▸ **Document passage**
::::::
Oana Apostol, Colin Dey & Ian Thomson
SEAJ’s tradition of constructive challenge, informed commentary, provocation and drawing attention to emerging ‘external’ events lies at the heart of the first issue of 2024. We feel privileged to have had the opportunity to curate a collection of polemic essays that comment, reflect on and critique recent events and developments of problematic nature. Collectively, the authors report on their reflections and concerns, with the purpose to stimulate reflection, dialogue and action. This issue has been curated in a way to give voice to scholars located in different parts of the planet, in the spirit of informing the transformative potential of meaningful social and environmental accountability research. These contributions provide a fascinating insight into the ongoing state of our discipline, as well as its engagement with broader efforts to bring about sustainable transformation, including consideration of a global Southern perspective.
Our issue begins with a fascinating piece by Yves Gendron (2024) that explores the tensions arising from the American Accounting Association (AAA)’s decision to host a sustainability accounting conference at a Middle Eastern oil & gas university. Highlighting the potential conflicts of interest involved, Gendron cleverly adopts precisely the same kind of instrumental signalling logic normally favoured by mainstream accounting scholars to argue that the AAA’s decision sends out an ‘awkward signal’ that seems difficult to justify.
Daniela Senkl (2024) responds to the questions raised by Gendron by seeking to further open out these issues from pluralist agonistic and feminist perspectives. Senkl argues that unless it can provide space for authentic dialogue, mainstream accounting’s view of sustainability is symptomatic of a continuing identification with an ‘extractive mindset’ that is applied not only to hydrocarbons but to people and ideas.
::::::
▸ **Source information**
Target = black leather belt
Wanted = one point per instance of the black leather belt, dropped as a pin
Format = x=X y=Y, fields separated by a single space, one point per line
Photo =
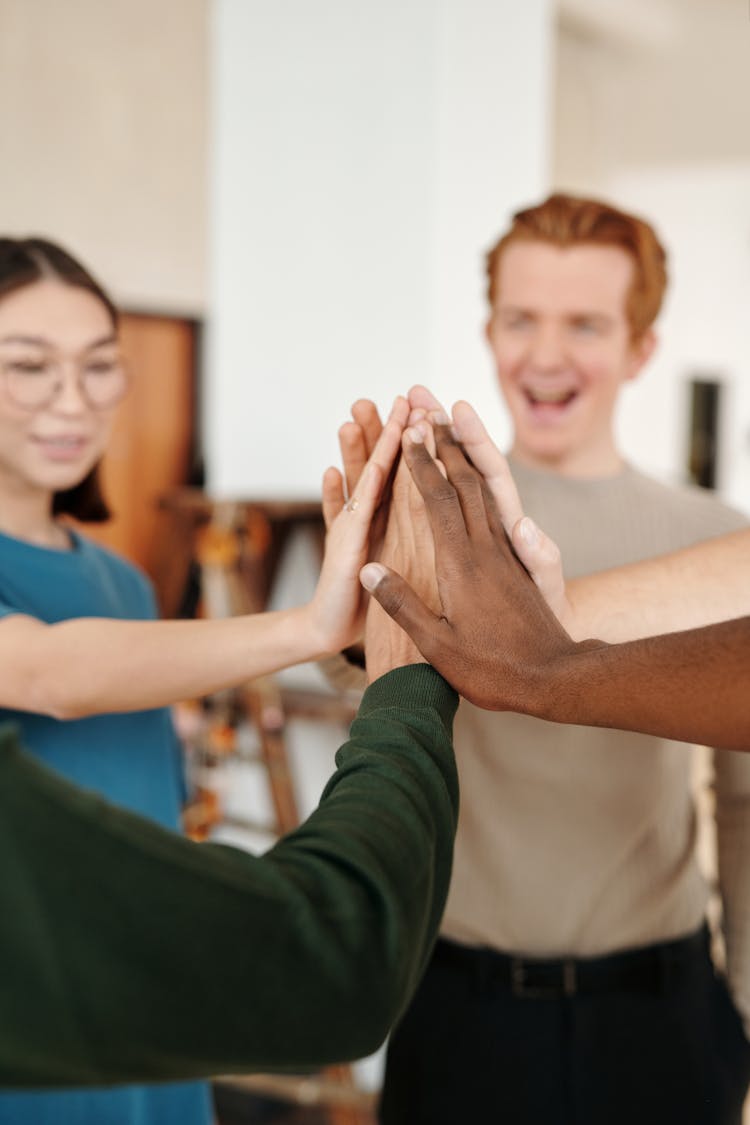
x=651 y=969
::::::
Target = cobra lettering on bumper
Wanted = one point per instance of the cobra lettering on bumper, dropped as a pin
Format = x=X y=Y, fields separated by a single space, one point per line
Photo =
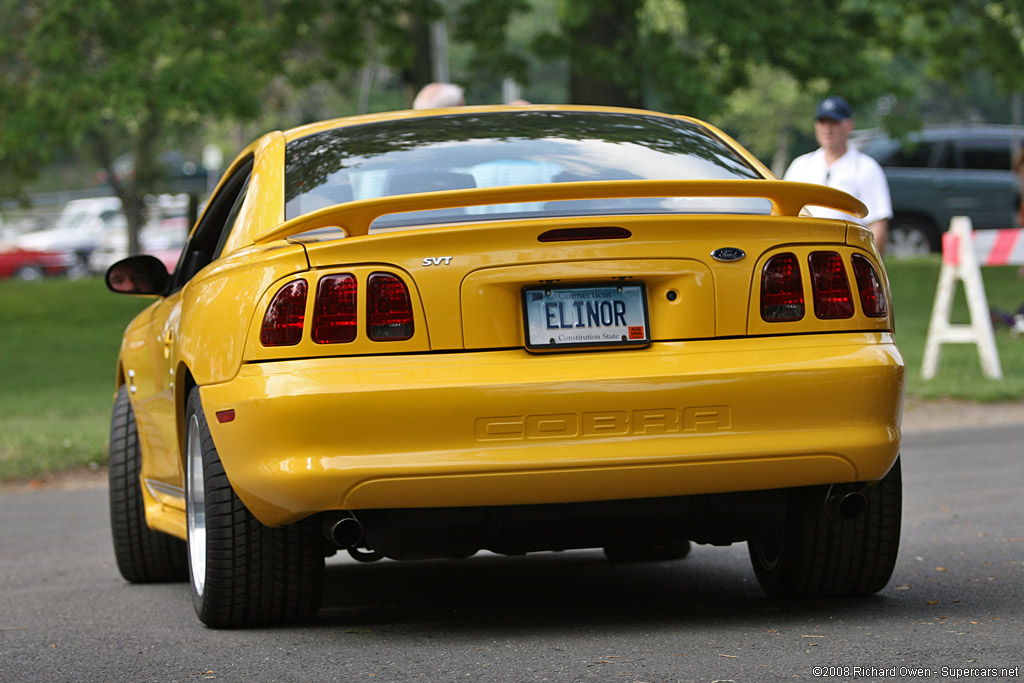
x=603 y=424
::::::
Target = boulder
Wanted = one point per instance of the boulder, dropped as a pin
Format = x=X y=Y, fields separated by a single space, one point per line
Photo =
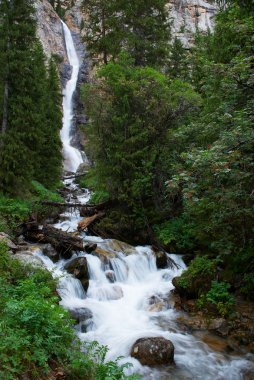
::::::
▸ **Activity list**
a: Using the SEAJ editorial, say whether each statement agrees with it, answering yes or no and quoting the deciding words: (i) The American Accounting Association decided to host a sustainability accounting conference at a Middle Eastern oil and gas university. (ii) Senkl takes up Gendron's questions from a Marxist perspective. (iii) The issue introduced is the final issue of 2024.
b: Pick up the SEAJ editorial after its final sentence and keep writing.

▸ **Answers for the tasks**
a:
(i) Yes: "the American Accounting Association (AAA)’s decision to host a sustainability accounting conference at a Middle Eastern oil & gas university"
(ii) No: "from pluralist agonistic and feminist perspectives"
(iii) No: "the first issue of 2024"

b:
In the third contribution to this issue, Manuel Castelo Branco (2024) explores the emergence of literature reviews in the ‘new wave’ of North American CSR-related research. Drawing on notions of performativity, Branco argues that these reviews have further reinforced the self-referential tendencies within this academic community and concludes that such trends exacerbate the already incomplete and misleading state of this body of literature.
Finally, Arielle Lee, Charika Channuntapipat, and Robert Charnock (2024) offer a fascinating insight into climate negotiations at the recent COP28 conference in Dubai. The commentary highlights the intricate problematics at play for climate justice to be considerate of issues related to the global scale of climate frameworks and poses some provocative questions, which we hope will serve as a starting point for interesting research projects.
The reviews section contains another excellent mix of commentaries on a range of subjects including artificial intelligence, climate finance and risk. We thank the contributors and SEAJ’s great reviews editors team of Nicolas Garcia-Torea, Erin Twyford and Xinwu He.
We hope you will enjoy this issue and find inspiration in the passionate engagement of its contributors with matters of interest for us and society.